Trecho da fonte:
※

Qual é o limite entre a performance e uma peça? Me pergunto e questiono aos dois protagonistas de cada uma das ações, Diogo Liberano, dramaturgo e performer em “O narrador”, e Gunnar Borges, criador e performer em “Nada brilha sem o sentido da participação”. Ambas serão feitas em Juiz de Fora no mesmo dia, horário e local e para a mesma plateia, apenas um respiro que costura uma à outra.
“O narrador” é um texto escrito em três dias por Diogo, em seu apartamento no Rio de Janeiro. O gatilho precursor desta intenção veio da leitura do ensaio “O narrador – considerações sobre a obra de Nikolai Leskov”, de Walter Benjamin. Interessa a ele a busca por fazer experiência a partir da narração, do artista contador de histórias. Diogo, membro da Companhia Teatro Inominável, que começou em 2008 no Rio de Janeiro, se pergunta sobre essa falta de viver experiência no mundo de hoje, respaldado no que foi escrito por Benjamin e, mais recentemente, atualizado pelo educador e filósofo Jorge Larrosa Bondia. “Será que eu consigo fazer aquele que eu chamo de espectador ter uma experiência a partir do que eu faço?”

※

Trechos dos registros:
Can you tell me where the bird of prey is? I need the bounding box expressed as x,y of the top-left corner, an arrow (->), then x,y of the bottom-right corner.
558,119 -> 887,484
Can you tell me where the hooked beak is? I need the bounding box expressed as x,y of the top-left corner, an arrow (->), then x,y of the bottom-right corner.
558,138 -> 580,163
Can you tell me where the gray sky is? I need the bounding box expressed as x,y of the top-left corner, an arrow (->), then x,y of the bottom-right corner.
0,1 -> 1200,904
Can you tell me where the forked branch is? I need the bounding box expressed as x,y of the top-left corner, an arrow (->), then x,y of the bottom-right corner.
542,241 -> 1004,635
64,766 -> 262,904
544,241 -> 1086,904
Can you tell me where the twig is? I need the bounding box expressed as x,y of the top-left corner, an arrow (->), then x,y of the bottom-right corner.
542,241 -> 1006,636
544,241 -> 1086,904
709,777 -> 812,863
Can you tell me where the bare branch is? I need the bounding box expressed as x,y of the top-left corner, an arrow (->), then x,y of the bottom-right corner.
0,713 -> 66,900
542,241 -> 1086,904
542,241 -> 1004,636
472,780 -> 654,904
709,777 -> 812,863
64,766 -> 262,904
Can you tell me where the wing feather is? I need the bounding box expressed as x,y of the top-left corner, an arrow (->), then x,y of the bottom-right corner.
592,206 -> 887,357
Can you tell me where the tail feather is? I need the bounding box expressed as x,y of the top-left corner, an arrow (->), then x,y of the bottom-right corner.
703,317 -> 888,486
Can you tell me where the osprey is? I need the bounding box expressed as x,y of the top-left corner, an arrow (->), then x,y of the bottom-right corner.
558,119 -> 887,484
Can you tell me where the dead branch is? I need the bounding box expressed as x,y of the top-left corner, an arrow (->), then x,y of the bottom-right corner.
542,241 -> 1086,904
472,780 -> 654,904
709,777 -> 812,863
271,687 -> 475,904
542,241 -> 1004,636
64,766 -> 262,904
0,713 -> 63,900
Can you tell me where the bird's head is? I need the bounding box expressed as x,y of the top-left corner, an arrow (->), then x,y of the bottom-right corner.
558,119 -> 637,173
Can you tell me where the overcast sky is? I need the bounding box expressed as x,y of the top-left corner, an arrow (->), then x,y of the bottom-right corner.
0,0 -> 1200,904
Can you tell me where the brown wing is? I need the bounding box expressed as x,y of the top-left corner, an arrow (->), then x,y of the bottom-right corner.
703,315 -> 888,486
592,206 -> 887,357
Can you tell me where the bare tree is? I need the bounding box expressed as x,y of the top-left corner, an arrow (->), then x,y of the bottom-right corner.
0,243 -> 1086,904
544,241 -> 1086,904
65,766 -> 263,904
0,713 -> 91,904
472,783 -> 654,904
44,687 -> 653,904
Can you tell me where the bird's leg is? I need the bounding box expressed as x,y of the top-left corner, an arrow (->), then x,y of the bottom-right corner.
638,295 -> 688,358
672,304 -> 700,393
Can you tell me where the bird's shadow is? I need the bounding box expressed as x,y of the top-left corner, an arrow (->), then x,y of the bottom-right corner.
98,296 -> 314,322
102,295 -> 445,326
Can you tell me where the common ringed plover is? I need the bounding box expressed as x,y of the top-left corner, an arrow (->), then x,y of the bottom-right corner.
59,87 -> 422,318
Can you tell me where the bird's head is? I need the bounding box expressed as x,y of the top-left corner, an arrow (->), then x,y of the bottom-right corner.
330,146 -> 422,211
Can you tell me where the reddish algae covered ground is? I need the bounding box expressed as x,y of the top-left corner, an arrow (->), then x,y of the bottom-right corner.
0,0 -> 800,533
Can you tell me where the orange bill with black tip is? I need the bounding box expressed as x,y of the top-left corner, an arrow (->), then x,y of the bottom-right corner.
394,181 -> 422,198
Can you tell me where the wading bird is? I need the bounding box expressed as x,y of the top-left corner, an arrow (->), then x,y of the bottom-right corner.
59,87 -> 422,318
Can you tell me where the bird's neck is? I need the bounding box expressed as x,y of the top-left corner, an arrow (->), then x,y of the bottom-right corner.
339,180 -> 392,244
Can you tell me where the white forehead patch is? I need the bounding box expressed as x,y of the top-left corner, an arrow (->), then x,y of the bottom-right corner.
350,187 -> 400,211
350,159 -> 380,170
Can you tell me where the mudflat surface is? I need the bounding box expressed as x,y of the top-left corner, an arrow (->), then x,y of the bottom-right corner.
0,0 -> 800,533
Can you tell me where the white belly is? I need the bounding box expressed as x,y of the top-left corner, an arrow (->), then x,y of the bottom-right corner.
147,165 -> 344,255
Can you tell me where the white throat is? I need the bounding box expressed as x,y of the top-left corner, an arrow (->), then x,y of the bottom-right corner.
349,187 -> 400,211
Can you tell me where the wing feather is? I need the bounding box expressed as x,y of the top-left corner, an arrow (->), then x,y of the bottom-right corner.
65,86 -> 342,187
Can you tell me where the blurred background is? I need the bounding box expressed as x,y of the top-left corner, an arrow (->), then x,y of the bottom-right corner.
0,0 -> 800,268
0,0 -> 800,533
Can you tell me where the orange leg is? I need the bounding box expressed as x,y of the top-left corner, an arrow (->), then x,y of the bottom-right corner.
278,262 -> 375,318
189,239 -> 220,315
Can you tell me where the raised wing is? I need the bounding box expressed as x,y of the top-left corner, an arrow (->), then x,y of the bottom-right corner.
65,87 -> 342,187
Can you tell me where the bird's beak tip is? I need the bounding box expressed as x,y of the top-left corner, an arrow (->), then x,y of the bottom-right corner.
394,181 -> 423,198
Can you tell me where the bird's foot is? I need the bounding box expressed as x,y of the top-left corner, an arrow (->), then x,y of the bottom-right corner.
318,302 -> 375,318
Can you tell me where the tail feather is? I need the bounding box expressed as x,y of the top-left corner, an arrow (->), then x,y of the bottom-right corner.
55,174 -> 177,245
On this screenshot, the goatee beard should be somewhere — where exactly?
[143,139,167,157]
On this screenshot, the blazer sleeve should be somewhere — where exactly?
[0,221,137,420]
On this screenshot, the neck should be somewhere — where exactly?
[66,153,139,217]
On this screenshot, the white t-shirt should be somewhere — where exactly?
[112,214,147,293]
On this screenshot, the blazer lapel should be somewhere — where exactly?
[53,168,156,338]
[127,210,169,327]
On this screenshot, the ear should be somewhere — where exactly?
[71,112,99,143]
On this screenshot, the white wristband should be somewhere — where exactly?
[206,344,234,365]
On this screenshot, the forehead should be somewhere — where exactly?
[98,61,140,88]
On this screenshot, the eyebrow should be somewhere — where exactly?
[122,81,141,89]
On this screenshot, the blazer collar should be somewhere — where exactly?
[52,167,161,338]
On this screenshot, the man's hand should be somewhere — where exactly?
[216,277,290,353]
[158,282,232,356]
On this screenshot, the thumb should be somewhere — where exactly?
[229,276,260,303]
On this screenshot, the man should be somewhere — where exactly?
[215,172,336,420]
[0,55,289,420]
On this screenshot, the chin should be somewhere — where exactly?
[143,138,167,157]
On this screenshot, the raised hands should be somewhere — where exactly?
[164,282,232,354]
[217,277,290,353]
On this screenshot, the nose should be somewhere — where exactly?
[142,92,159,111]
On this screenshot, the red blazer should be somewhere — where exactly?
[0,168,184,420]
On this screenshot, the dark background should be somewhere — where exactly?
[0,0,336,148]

※

Instruções da tarefa: Por favor, repita sem alterações o trecho do texto sobre as duas performances entre "Qual é o limite" e "uma à outra.", inclusive.

Resposta do exercício:
Qual é o limite entre a performance e uma peça? Me pergunto e questiono aos dois protagonistas de cada uma das ações, Diogo Liberano, dramaturgo e performer em “O narrador”, e Gunnar Borges, criador e performer em “Nada brilha sem o sentido da participação”. Ambas serão feitas em Juiz de Fora no mesmo dia, horário e local e para a mesma plateia, apenas um respiro que costura uma à outra.